• Excerpted passage:
Due to the ephemeral nature of tweets, engagement for individual posts on Twitter has always been fairly low. A recent study by The Media Blog analyzed over two million tweets, trying to figure out what type of content elements draw the most engagement from readers. Surprisingly, much like with posts on Facebook, photo content handily took the day. The study found that including a photo URL in a tweet boosts user engagement by as much as 35%, with video URLs trailing at 28%, and quotes or posts containing digits between 17-19%.

Apart from incorporating more images into your tweets, it’s also a good idea to tag users in photos to increase the chance of creating conversations on Twitter. You can tag as many as 10 people in a photo on Twitter, and because these tags don’t contribute to the 140 character limit, it’s a good idea to take advantage of that feature whenever possible.

3: Comments and Shares vs. Likes

Facebook & TwitterFacebook likes have long been one of the most coveted and sought after social media metrics, but over the past year, comments and shares have started to become more prevalent. Adobe’s 2014 Social Intelligence Report found that branded Facebook comments have increased by more than 15% compared to last year, and more than 40% compared to last quarter. Meanwhile, Facebook likes have slightly decreased, which may indicate that users are becoming more discerning in selecting what content to like.

What does this mean for branded pages? Because commenting and sharing takes more time and energy than simply clicking a like button, this trend may indicate that marketers are becoming better at creating fan engagement. Fans may be finding more content that they believe is worthy of their time and interaction. In short, this study is an affirmation that content marketing and branded social media pages really are working.

Dataset records about object locations

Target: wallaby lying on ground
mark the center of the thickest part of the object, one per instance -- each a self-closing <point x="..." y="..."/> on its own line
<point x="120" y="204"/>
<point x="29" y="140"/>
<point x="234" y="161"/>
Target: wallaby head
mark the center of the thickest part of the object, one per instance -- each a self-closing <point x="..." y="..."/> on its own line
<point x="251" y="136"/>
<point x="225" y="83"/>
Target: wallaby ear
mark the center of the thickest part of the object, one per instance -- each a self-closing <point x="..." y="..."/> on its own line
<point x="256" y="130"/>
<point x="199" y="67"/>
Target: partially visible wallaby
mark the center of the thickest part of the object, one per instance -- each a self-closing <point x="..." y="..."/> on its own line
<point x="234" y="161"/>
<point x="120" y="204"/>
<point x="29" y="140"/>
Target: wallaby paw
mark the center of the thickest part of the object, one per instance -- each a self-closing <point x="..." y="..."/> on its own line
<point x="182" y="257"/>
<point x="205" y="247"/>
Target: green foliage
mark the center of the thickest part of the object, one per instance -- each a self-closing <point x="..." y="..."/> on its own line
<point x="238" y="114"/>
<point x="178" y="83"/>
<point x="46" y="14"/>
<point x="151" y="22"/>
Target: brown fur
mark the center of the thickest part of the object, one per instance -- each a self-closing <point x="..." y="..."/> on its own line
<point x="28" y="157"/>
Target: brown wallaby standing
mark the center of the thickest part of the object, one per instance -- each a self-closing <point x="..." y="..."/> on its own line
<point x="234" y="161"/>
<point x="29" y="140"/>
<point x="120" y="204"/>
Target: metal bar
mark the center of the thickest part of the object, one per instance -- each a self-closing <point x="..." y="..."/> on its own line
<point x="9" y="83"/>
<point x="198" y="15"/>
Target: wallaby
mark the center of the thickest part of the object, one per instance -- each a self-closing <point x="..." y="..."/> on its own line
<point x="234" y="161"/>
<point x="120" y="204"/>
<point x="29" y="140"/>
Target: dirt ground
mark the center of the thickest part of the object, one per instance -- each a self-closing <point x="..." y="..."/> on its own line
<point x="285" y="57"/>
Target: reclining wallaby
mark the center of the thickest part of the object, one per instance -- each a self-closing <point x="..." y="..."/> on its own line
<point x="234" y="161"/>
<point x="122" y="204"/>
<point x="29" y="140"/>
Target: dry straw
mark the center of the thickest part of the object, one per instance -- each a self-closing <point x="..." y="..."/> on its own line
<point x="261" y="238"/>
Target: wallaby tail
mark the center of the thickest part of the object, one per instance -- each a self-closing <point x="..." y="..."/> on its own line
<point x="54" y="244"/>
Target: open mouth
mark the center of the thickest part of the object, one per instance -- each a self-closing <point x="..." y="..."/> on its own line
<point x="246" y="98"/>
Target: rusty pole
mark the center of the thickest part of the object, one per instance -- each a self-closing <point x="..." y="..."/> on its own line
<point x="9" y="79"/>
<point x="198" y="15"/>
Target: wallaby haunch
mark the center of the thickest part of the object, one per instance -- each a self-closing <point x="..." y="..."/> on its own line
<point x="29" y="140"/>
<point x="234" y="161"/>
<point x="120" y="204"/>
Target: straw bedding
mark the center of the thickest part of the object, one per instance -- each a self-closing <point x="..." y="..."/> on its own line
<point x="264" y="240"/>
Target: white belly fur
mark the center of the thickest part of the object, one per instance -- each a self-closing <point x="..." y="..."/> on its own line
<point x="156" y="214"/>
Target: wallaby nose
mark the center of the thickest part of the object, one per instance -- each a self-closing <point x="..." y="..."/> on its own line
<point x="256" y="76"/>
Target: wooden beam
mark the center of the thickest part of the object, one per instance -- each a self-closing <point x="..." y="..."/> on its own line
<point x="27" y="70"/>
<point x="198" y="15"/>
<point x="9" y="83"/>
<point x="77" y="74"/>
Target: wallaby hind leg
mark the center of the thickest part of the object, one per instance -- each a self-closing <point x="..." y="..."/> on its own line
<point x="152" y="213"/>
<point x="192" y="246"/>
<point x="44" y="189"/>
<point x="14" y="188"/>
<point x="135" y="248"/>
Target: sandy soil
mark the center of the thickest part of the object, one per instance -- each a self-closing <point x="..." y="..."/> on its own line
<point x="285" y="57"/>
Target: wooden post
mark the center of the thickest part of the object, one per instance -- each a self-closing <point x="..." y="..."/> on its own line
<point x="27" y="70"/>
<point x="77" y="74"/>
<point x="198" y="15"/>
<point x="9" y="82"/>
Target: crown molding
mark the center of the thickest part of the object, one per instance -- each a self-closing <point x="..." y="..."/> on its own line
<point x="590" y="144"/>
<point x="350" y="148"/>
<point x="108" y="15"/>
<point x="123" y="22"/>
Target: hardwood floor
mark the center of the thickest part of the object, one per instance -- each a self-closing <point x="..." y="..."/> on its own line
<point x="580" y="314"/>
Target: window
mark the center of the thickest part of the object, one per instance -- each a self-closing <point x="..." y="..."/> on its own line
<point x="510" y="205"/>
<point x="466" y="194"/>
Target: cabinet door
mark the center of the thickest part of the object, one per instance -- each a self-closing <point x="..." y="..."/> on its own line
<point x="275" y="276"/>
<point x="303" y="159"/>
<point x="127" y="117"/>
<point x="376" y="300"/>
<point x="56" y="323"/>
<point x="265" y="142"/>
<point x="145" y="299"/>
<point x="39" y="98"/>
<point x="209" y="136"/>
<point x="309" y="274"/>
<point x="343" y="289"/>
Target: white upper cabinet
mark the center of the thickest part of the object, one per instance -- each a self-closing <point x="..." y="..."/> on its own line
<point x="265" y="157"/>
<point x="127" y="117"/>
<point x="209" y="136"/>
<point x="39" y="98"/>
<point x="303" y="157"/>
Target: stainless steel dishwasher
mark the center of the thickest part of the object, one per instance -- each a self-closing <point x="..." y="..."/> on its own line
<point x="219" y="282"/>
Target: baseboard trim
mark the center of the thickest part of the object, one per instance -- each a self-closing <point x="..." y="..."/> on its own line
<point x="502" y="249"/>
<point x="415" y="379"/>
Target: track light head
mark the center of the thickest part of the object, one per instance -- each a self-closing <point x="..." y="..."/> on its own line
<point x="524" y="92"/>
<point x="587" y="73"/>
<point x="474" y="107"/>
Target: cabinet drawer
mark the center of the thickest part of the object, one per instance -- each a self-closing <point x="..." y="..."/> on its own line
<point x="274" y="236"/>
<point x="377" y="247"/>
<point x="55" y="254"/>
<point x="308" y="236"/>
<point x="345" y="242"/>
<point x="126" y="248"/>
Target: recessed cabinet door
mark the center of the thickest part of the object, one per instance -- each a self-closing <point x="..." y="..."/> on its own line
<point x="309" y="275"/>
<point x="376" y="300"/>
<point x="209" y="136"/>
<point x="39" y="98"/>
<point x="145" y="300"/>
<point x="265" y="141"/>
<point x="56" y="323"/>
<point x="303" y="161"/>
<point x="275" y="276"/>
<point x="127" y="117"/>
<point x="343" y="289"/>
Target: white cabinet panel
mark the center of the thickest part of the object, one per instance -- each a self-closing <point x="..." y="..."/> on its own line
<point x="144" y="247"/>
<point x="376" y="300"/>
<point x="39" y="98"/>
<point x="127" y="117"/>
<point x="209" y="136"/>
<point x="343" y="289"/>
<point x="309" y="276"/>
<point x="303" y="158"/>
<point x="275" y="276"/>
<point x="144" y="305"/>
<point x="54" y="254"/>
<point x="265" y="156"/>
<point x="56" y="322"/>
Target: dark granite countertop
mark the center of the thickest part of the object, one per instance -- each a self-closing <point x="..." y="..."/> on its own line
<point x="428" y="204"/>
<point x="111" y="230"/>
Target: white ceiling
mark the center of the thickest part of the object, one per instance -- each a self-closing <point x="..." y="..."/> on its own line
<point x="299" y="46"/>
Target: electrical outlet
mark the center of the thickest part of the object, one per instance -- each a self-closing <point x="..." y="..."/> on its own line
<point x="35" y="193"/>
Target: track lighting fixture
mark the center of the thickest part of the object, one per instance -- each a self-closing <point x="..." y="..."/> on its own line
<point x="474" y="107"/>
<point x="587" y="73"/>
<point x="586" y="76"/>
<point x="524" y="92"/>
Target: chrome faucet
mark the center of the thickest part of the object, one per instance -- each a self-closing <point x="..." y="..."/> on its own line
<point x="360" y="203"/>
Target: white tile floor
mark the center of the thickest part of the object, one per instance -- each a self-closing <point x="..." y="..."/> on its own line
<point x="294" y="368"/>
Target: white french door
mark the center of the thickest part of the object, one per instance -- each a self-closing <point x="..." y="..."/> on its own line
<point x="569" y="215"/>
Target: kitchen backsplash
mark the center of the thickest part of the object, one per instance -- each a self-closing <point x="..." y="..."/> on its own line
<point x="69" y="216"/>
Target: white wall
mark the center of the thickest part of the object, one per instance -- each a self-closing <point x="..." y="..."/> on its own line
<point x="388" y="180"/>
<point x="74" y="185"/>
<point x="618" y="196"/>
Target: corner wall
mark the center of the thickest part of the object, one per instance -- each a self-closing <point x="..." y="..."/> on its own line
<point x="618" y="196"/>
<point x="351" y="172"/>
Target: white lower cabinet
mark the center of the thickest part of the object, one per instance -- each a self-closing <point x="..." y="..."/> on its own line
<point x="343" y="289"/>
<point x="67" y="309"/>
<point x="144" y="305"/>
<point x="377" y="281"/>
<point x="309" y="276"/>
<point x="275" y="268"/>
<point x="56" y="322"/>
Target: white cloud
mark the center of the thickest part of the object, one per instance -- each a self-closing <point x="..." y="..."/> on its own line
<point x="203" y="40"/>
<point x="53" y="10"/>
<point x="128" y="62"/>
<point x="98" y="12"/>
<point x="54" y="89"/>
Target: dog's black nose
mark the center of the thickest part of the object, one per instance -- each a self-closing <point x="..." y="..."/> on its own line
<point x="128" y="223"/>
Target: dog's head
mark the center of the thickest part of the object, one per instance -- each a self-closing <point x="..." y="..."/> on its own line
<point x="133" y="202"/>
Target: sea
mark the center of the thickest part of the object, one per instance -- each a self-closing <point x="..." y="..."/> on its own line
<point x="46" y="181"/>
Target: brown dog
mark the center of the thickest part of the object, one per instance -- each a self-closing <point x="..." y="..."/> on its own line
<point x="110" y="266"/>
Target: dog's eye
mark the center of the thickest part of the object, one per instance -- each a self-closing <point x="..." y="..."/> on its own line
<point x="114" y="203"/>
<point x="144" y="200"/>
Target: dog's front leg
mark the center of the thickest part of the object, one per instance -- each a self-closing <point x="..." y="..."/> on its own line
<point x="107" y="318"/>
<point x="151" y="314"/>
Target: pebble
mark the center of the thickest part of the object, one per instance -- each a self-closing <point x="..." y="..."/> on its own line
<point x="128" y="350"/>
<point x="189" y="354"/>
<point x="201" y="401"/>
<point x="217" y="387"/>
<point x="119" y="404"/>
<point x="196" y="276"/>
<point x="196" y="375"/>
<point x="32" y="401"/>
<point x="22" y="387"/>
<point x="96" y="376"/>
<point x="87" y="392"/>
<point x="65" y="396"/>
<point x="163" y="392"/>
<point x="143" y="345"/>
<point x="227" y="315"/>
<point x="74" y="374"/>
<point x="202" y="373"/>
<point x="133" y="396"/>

• To-do list:
A - Return every line of the entries above that contains the string "head", treating uppercase and lowercase letters as different.
B - Go on with the passage about social media engagement, starting right after its final sentence.

• Results:
A -
Target: wallaby head
Target: track light head
Target: dog's head

B -
The recent redesign of many social media elements to help brands engage with their followers may also be partially responsible. For example, back in March of last year, Facebook introduced a comment feature that allows you to reply to specific comments made on your page. Apart from being able to address fan questions and concerns more directly, this feature also allows you to tie together relevant conversations on your page. Additionally, replying to a fan creates a user notification, which shows your readers that you’re listening, and may in turn produce more comments.

4: Thank God it’s Friday

Engagement metrics have always favored weekends, but the latest research from the Social Intelligence Report has reaffirmed the value of weekends for branded social media content. According to the report, as many as 17% of all Facebook comments are written on Friday, and 16% of likes and shares for the entire week occur on the same day. Brands have long been shy about posting content on the weekend, if for no other reason than wanting to avoid working through the weekend, but this study provides one more good reason to break that bad habit.

Of course, not every social media audience is alike, so it’s important that you track and test your own experiences with posting through the weekends. Most businesses will find that posting on Friday and Saturday will create the most engagement with their content, but not every demographic is the same. If you don’t feel like working on the weekend, try getting your hands on some social media management software to automate post scheduling for you.